▶ _Exercise_: Set down the line that contains "Task: mark one point on every instance of the green leaf" and every line after it to the end of the entries, exactly as they stand and nothing more.

▶ _Raw data_:

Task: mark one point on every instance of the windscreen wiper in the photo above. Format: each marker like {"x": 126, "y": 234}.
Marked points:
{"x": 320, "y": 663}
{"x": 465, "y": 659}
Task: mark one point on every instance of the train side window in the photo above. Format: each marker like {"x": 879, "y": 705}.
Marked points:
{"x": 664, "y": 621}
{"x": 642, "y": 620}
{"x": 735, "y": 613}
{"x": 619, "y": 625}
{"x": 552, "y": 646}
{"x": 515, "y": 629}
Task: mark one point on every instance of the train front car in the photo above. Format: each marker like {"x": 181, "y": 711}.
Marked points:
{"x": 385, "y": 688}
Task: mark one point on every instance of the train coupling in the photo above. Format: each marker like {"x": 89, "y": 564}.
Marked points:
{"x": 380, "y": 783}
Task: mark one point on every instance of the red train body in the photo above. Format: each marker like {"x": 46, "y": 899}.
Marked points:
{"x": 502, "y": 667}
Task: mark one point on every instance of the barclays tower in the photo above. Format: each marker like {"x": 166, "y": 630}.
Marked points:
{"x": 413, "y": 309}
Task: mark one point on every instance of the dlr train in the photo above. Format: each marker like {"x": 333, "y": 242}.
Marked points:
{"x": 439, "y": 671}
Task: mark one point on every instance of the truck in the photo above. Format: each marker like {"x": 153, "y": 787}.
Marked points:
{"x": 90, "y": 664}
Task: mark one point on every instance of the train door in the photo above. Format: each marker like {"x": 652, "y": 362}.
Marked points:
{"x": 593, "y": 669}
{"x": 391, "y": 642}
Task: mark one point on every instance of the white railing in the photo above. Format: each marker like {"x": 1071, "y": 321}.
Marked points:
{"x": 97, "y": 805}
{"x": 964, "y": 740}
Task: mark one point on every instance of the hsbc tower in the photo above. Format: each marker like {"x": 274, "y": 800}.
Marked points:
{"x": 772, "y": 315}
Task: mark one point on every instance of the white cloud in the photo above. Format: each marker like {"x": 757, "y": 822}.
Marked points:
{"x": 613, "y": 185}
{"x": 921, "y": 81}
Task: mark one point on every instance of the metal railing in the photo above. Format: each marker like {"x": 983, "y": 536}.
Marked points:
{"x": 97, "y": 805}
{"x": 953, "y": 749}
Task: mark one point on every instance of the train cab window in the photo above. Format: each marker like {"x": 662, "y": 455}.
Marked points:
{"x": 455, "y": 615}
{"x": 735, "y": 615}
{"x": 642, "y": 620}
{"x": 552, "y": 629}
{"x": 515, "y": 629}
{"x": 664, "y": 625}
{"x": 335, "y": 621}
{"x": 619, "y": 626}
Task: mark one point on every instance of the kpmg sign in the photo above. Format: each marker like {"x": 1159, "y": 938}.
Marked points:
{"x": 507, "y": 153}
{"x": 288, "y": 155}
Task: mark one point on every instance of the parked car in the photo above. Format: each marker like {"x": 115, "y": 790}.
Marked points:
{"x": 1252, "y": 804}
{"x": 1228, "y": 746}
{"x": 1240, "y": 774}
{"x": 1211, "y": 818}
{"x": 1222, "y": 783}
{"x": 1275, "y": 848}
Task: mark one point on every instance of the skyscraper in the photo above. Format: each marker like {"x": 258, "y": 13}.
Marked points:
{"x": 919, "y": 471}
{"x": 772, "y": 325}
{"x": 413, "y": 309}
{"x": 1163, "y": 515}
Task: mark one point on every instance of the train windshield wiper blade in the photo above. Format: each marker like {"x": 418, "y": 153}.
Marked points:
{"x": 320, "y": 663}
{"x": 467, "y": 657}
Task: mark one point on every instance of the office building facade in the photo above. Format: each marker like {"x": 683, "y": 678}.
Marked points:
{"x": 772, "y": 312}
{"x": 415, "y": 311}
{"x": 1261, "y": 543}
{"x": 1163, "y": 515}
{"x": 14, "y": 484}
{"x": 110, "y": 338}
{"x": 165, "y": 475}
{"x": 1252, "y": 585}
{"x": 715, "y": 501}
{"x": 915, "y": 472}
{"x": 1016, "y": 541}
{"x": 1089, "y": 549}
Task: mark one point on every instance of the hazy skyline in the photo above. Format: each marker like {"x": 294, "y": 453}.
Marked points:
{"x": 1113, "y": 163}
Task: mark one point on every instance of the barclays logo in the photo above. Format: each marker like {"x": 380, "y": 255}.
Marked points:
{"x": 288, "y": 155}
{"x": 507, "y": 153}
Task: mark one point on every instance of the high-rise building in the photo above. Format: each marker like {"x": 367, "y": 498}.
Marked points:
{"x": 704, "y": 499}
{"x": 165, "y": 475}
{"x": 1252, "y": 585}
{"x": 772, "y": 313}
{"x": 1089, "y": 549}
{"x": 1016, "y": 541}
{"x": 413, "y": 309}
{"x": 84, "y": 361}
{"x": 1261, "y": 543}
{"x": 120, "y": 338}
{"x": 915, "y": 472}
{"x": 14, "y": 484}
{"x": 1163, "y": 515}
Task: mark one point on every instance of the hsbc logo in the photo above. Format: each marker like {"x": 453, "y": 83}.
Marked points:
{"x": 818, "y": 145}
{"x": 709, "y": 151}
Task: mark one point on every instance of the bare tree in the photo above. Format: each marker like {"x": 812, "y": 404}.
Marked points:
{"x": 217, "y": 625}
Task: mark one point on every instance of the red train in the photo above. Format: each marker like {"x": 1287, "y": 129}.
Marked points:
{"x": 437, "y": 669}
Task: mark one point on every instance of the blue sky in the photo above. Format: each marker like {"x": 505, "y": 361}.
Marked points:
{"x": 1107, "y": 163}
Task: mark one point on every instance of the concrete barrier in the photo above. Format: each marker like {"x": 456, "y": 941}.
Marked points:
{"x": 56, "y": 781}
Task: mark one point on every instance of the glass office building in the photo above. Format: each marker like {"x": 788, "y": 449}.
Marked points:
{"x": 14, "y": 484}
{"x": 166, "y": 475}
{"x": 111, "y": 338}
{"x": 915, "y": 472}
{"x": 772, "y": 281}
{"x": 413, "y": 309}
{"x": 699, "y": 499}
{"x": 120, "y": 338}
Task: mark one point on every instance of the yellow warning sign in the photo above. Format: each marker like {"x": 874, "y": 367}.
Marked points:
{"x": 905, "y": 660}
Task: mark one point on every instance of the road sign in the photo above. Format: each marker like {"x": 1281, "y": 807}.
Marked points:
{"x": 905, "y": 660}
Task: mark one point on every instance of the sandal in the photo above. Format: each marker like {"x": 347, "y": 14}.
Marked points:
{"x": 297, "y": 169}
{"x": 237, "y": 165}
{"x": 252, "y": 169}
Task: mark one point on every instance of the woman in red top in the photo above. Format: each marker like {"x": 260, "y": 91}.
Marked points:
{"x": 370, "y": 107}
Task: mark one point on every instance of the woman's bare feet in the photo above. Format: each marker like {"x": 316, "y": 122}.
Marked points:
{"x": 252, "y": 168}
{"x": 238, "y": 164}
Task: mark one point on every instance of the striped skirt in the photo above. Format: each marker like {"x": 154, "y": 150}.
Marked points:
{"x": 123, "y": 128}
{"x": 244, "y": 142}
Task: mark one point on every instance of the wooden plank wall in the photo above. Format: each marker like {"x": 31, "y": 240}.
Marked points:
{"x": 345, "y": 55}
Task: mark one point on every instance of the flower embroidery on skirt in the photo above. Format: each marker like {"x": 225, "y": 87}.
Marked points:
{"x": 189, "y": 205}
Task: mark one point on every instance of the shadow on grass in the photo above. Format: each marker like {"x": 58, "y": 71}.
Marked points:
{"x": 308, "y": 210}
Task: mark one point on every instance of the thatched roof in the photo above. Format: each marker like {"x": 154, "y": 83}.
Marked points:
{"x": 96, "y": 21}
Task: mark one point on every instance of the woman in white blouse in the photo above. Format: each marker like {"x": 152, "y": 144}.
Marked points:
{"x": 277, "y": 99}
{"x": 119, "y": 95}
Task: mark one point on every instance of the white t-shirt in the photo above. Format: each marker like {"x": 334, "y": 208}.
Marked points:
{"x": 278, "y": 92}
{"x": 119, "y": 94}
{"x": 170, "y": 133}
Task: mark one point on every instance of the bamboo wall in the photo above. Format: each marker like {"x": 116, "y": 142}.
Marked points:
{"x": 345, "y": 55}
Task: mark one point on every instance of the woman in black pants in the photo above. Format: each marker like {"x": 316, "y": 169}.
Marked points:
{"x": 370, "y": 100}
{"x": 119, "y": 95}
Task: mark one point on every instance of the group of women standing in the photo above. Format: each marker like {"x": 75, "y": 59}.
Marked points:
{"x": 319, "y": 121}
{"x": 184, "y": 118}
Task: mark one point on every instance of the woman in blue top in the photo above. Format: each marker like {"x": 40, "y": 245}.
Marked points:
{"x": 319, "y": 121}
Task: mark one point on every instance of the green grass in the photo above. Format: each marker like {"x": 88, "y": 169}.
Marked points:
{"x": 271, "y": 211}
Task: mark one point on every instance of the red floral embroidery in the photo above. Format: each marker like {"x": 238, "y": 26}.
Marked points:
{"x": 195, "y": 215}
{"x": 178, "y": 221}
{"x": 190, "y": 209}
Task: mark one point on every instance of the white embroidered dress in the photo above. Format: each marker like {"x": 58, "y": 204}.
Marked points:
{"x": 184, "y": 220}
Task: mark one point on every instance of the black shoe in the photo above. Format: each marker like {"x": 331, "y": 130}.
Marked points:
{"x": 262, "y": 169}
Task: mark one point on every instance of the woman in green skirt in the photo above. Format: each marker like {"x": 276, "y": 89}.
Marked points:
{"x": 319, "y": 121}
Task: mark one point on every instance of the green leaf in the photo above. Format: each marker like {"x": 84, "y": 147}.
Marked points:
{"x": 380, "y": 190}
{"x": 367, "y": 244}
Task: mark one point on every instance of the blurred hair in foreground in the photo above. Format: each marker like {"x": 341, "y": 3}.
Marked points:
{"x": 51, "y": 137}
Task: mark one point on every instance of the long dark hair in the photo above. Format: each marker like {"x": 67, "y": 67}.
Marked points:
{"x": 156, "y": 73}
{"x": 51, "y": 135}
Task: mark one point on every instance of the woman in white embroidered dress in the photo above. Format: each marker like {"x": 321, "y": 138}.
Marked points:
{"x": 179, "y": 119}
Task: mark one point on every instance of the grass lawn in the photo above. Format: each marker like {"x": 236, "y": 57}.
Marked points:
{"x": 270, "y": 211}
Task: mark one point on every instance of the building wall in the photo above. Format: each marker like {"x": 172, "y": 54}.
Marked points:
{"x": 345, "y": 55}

▶ _Response for this exercise_:
Task: mark one point on every instance of the green leaf in the photo above. Format: each marker like {"x": 84, "y": 147}.
Marked points:
{"x": 380, "y": 190}
{"x": 367, "y": 244}
Task: mark one point on every instance of the blurred hair in foreground in the photo above. Format: each marker like {"x": 341, "y": 3}.
Marked points:
{"x": 51, "y": 137}
Task: mark one point on every instance of the long dark hair in the photo above. Format: each marker like {"x": 67, "y": 67}.
Marked points:
{"x": 156, "y": 73}
{"x": 51, "y": 135}
Task: mark one point on every instance of the woman in white embroidered dress in the photo above. Format: each marker like {"x": 321, "y": 138}.
Marked points:
{"x": 179, "y": 119}
Task: mark one point on every instance of the grass lawn in the photo above. Format: each marker like {"x": 236, "y": 57}.
Marked points:
{"x": 270, "y": 211}
Task: mark one point on every instance of the building wall in the photo above. Format: each marker like {"x": 172, "y": 54}.
Marked points:
{"x": 345, "y": 55}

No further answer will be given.